* _PROBLEM DESCRIPTION_: Reproduce verbatim the lines from the one containing "image shown above." through the end of the rows below, both ends included.

Stored items:
######

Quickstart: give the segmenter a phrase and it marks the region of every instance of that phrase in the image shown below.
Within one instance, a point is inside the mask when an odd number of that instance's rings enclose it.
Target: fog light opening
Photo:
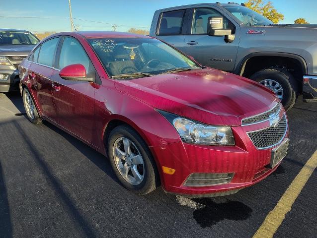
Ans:
[[[205,173],[191,174],[185,180],[183,185],[189,187],[205,187],[224,184],[231,181],[235,173]]]

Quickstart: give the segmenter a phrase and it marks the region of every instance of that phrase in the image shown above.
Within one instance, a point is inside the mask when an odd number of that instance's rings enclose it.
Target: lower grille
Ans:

######

* _COMPLETE RESPONSE_:
Quickstart: give the segmenter a phrase and it marks the region of every instance of that phrase in the image shown above.
Within one instance, a point is inside the mask when an odd number of that instance's rings enclose it.
Target: lower grille
Ans:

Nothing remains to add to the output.